--- PASSAGE ---

A violinist himself, Ernest Bloch composed only one full-blown concerto, a triumph of heart and intellect. The work sings with all the passion of his masterpiece Schelomo and still shows a master musical planner at work. That more violinists haven't taken it up is a mystery. It makes a tremendous effect.
Despite its quite modern and individual idiom, the concerto owes quite a bit to Richard Wagner and Bruckner in its handling of thematic material. With his use of leitmotif, Wagner almost single-handedly invented a method of composition based on short musical gestures that could be joined together and even sounded simultaneously. This brings enormous unity to a work and is the real power of leitmotif as a method of construction. Still, Wagner built his music around story, rather than traditional musical forms. His example, even in the purely instrumental Siegfried-Idyl, begs the question whether one can extend the method to construct, say, a sonata movement. Anton Bruckner's symphonies answer that question affirmatively, even though in overall form, they're simpler than Johannes Brahms' symphonies.
In this concerto, as well as in most of his other mature works, Bloch applies Wagner-like cells to build structures which, like Bruckner's, still relate to traditional musical architecture. Unlike Bruckner's, Bloch's design is complex: Bloch manipulates at least twenty of these musical cells to construct and to vary the concerto's themes. Most of the cells appear in every movement. For Bloch, however, complexity is not an end. The concerto, above all, moves the listener.

--- QUESTIONS ---
• A. List every composer named in the passage on Bloch's violin concerto.
• B. Pick up the passage on Bloch's violin concerto after its final sentence and carry it forward.
The dataset items that come next are separate material and are not connected to the passage on Bloch's violin concerto.

--- Dataset items ---
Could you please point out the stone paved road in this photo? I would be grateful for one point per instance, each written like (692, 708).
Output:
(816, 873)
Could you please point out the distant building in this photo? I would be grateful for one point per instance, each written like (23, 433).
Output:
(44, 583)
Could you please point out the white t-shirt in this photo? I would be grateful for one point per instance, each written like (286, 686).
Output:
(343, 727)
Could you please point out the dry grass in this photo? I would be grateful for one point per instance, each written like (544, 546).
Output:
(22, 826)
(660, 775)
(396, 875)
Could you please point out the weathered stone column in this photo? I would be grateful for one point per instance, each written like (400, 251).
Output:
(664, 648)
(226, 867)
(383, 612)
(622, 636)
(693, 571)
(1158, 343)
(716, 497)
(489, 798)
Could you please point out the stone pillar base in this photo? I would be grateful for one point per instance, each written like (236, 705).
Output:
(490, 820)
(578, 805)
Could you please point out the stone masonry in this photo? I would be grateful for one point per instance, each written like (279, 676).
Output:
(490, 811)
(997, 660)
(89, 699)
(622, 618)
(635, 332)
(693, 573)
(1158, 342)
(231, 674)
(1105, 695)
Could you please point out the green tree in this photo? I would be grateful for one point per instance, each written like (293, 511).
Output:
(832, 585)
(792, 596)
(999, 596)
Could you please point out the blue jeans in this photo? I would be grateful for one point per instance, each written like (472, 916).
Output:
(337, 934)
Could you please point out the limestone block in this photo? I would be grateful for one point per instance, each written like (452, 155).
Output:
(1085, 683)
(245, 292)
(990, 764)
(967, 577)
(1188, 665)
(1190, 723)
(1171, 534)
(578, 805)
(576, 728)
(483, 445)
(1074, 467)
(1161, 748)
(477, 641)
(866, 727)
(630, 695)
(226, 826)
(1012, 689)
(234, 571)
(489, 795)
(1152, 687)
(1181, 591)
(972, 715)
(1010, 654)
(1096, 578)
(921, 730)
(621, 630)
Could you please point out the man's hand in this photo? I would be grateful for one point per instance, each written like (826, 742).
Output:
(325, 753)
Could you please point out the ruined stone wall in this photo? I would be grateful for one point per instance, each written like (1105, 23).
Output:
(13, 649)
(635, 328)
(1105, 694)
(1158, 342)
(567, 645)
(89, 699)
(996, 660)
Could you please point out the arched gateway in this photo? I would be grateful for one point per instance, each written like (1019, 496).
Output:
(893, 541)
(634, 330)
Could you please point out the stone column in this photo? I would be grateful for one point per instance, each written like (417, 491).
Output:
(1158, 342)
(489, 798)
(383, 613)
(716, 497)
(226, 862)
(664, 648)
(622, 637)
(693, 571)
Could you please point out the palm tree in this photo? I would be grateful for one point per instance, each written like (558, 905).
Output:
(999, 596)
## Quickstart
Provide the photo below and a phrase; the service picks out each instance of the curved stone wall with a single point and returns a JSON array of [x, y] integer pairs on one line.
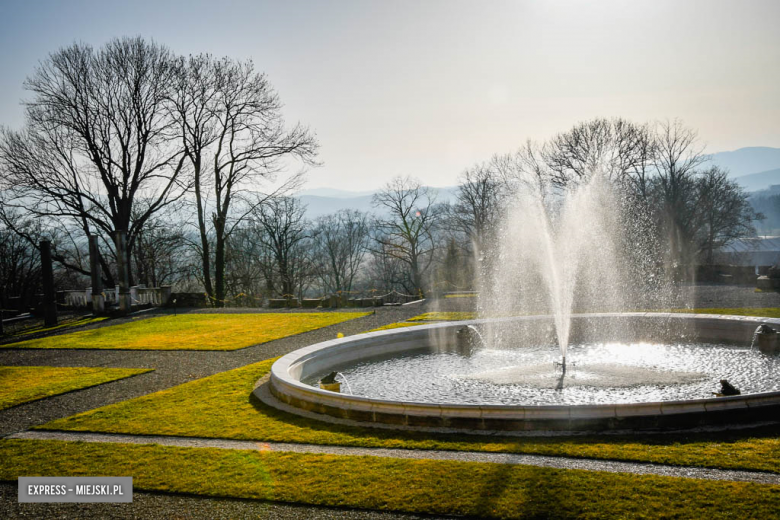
[[288, 371]]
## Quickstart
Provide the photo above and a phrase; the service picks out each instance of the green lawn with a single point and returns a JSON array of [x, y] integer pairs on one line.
[[220, 406], [413, 486], [22, 384], [194, 331], [64, 324]]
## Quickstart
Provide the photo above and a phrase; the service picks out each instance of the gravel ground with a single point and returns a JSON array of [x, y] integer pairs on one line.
[[462, 456], [171, 367], [167, 506]]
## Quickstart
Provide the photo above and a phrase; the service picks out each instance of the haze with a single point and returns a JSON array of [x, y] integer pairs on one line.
[[429, 88]]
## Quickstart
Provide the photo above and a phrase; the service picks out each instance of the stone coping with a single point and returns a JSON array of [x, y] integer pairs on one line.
[[287, 372]]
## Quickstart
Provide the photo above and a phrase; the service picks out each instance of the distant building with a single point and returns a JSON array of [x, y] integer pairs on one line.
[[757, 252]]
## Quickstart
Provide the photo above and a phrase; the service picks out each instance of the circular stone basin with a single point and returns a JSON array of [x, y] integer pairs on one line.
[[625, 371]]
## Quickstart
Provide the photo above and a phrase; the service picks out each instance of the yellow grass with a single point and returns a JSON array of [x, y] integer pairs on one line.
[[224, 409], [194, 331], [22, 384]]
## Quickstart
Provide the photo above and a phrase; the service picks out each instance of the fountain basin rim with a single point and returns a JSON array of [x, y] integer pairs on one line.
[[286, 386]]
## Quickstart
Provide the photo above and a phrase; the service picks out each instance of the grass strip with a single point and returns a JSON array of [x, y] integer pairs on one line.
[[412, 486], [194, 331], [220, 406], [77, 322], [23, 384]]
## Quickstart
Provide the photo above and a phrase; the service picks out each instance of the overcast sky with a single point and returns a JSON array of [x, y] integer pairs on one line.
[[427, 88]]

--- RESPONSES TO THE EXERCISE ---
• A. Ernest Bloch, Richard Wagner, Anton Bruckner, Johannes Brahms

• B.
The first movement, as long as some violin concertos, lays out most of the basic musical matter in a form equivalent to sonata allegro. From the opening fanfare and slow introduction, the violin alternately strides grandly and heroically through the musical landscape or meditates upon it, as if remembering far-off times. A bittersweet lyric section allows the violin to sing.
The second movement, written almost without the orchestra strings, seems to stop time through its remarkable 100 bars. Although not specifically a Jewish-inspired work, this section reminds me of Moses Looking across Gilead, where he can never go. Here is both serenity and regret.
In the last movement, Deciso, the violin not only muses over previous movements, but also gets to dance to a hard-won, bell-ringing affirmation. Listen to it, and wonder why it's so seldom played.